Quoted text:
Started in 2017, Solarize Philly organizers say the program has turned less than $100,000 in Department of Energy grants into $5.8 million of economic development and solar investment, created 52 jobs and helped revamp how the city’s utility interconnects solar. The team also says their model could be successfully translated to other areas, regardless of policy or economic incentives.
“Prior to 2017, Philadelphia really had no solar market to speak of,” said Emily Schapira, executive director of the Philadelphia Energy Authority, an independent municipal authority created in 2010 to reduce the city's energy consumption. The Energy Authority administers the city's Solarize program.
“You don’t need anything in particular to do this," Schapira said. "We didn’t have a big budget; we didn’t have subsidies. […] I would encourage any community or region or state, no matter what your political landscape is. The math of solar works, and it can be done.”
Boosting solar when few other incentives exist
Solarize Philly was introduced into a weak overall state market for distributed solar.
Pennsylvania’s solar renewable energy credit (SREC) market has rebounded since 2017, when the state reversed a previous mandate that allowed out-of-state systems to compete in the market. But the previous policy had significantly depressed prices. When Solarize Philly got off the ground, Schapira said SRECs clocked in around $5 — offering little incentive for solar development.

Extracted information:
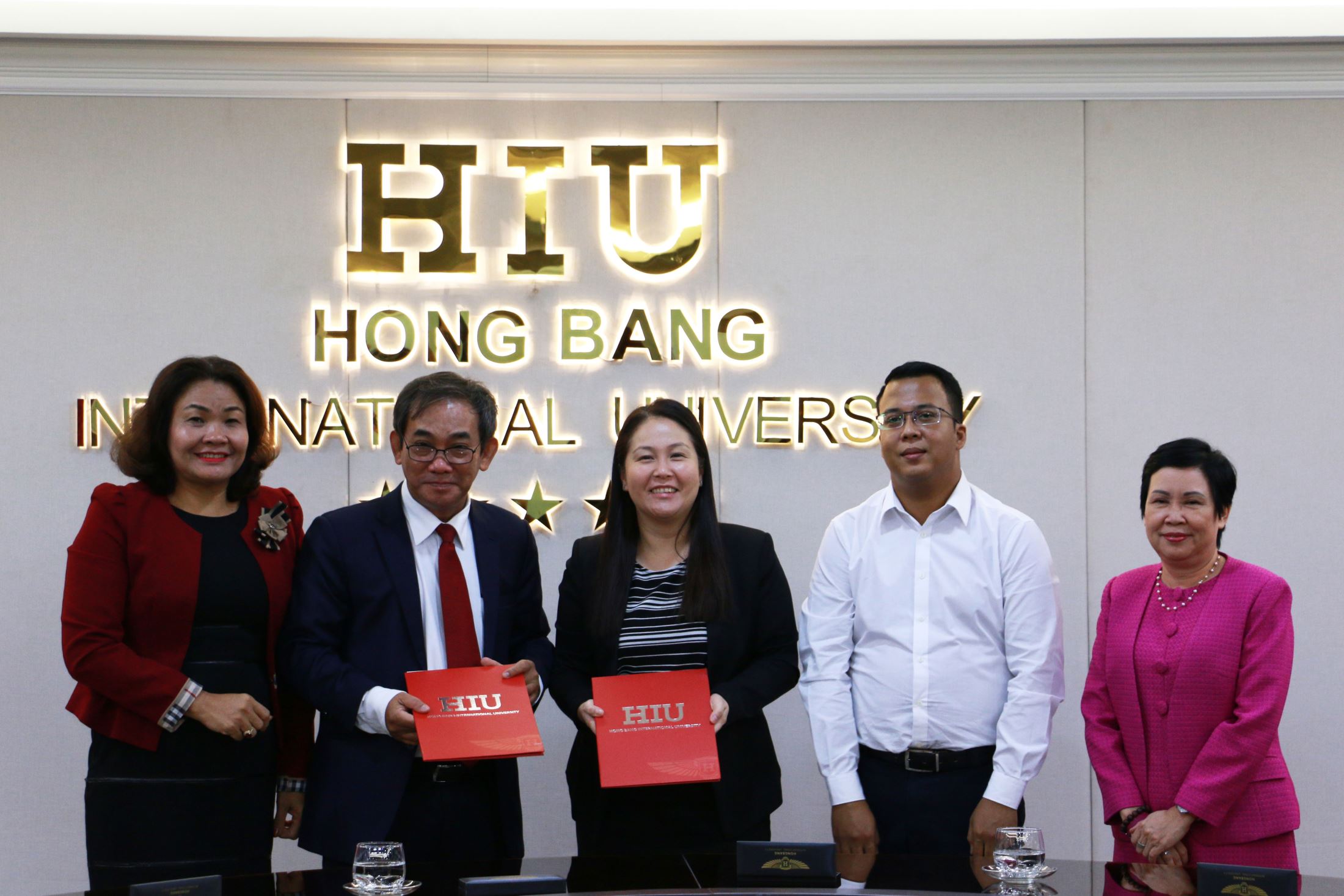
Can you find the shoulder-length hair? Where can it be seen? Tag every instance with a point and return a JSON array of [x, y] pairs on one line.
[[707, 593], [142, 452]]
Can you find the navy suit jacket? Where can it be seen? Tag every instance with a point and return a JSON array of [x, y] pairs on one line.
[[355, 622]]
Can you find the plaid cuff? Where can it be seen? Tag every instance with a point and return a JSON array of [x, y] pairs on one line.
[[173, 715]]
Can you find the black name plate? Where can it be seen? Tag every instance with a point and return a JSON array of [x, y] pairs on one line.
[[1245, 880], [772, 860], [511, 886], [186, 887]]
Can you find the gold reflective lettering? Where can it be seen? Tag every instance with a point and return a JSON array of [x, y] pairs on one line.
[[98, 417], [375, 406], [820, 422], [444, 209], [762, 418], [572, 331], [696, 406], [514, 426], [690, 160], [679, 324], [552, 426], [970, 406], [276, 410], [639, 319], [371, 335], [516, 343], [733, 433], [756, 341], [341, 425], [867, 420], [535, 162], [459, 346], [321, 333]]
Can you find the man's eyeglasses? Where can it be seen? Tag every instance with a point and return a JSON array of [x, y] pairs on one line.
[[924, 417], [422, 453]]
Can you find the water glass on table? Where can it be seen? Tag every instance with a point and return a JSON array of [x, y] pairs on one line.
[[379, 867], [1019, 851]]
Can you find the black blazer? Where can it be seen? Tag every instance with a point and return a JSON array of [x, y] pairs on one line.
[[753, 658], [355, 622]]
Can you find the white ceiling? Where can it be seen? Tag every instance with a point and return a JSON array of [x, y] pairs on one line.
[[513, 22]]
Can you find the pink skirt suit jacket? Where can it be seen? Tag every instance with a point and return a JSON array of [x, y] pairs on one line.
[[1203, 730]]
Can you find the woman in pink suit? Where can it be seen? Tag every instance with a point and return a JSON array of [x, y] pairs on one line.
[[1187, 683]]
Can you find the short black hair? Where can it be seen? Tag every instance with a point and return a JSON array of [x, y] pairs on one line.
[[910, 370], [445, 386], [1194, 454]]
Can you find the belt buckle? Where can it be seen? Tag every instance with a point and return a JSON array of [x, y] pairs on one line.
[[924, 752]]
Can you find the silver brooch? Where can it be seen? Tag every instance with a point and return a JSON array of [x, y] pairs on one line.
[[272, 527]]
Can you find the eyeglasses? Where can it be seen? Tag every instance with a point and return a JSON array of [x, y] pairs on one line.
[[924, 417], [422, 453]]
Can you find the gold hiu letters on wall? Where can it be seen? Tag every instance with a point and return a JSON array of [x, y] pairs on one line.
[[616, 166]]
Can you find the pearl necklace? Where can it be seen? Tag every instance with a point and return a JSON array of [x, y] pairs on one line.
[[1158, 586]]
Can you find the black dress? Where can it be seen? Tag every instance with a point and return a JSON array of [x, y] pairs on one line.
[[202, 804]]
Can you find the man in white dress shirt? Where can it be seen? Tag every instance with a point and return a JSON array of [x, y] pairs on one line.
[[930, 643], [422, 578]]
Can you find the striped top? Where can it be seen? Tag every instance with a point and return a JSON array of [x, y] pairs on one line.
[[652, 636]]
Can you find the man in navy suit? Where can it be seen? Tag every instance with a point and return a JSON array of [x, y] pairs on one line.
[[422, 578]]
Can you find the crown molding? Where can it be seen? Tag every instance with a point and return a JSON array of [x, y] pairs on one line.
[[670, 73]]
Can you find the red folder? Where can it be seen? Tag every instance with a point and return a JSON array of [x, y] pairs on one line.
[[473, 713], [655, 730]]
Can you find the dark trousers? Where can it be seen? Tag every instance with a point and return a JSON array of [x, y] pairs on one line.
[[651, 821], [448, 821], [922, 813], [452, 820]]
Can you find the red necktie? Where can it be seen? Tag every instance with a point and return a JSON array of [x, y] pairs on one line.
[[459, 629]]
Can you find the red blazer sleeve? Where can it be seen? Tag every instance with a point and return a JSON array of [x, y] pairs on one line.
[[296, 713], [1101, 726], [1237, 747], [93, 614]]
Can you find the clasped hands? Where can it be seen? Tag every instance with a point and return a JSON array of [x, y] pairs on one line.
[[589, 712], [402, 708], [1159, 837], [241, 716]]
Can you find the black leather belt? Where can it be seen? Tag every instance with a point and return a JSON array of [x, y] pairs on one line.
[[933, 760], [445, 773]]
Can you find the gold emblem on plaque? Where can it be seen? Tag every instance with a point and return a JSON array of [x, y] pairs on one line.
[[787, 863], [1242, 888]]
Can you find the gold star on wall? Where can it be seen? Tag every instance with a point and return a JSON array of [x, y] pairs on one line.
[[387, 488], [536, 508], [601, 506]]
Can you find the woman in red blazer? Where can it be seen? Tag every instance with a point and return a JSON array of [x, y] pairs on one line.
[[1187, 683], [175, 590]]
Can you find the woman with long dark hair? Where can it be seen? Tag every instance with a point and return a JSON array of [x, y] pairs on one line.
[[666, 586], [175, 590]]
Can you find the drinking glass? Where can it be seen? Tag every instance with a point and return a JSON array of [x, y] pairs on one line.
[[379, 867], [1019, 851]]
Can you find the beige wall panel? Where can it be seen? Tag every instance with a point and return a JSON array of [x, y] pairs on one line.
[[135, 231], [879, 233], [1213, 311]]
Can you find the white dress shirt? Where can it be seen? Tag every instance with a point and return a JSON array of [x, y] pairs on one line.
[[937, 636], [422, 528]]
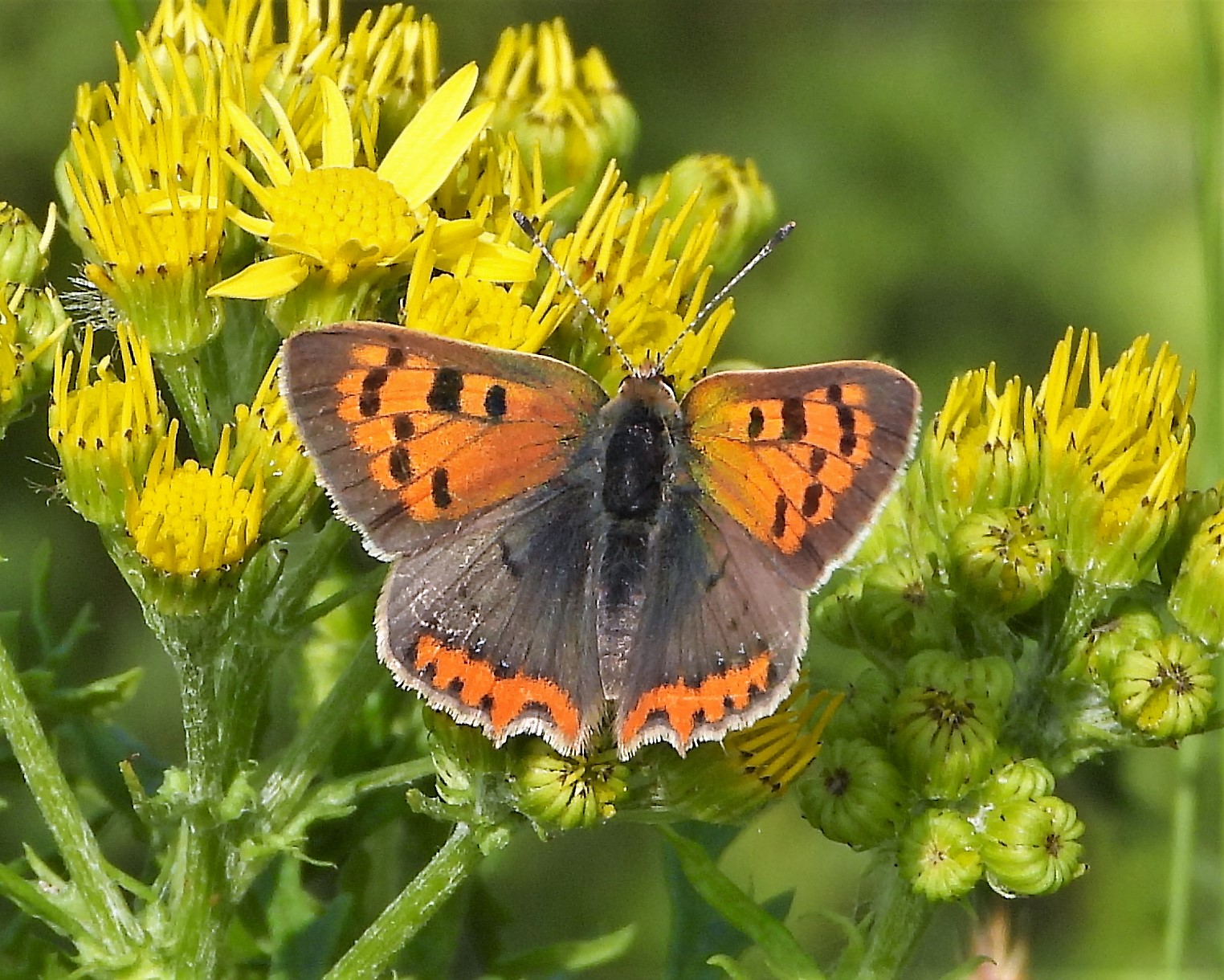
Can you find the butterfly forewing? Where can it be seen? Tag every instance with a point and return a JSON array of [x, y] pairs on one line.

Set problem 1:
In the Solarize Philly text, swap "Solarize Philly" for "the Philadelphia program" in the passage starting at "Pennsylvania’s solar renewable" and ending at "for solar development.".
Set problem 2:
Summarize the Solarize Philly text in two sentences.
The records are not relevant here.

Full response 1:
Pennsylvania’s solar renewable energy credit (SREC) market has rebounded since 2017, when the state reversed a previous mandate that allowed out-of-state systems to compete in the market. But the previous policy had significantly depressed prices. When the Philadelphia program got off the ground, Schapira said SRECs clocked in around $5 — offering little incentive for solar development.

Full response 2:
Solarize Philly, started in 2017 and administered by the Philadelphia Energy Authority, turned less than $100,000 in Department of Energy grants into $5.8 million of economic development and solar investment and created 52 jobs, according to its organizers, who say the model could work in other areas regardless of policy or economic incentives. It launched in a weak Pennsylvania market for distributed solar, where a since-reversed policy letting out-of-state systems compete had depressed solar renewable energy credit prices to around $5.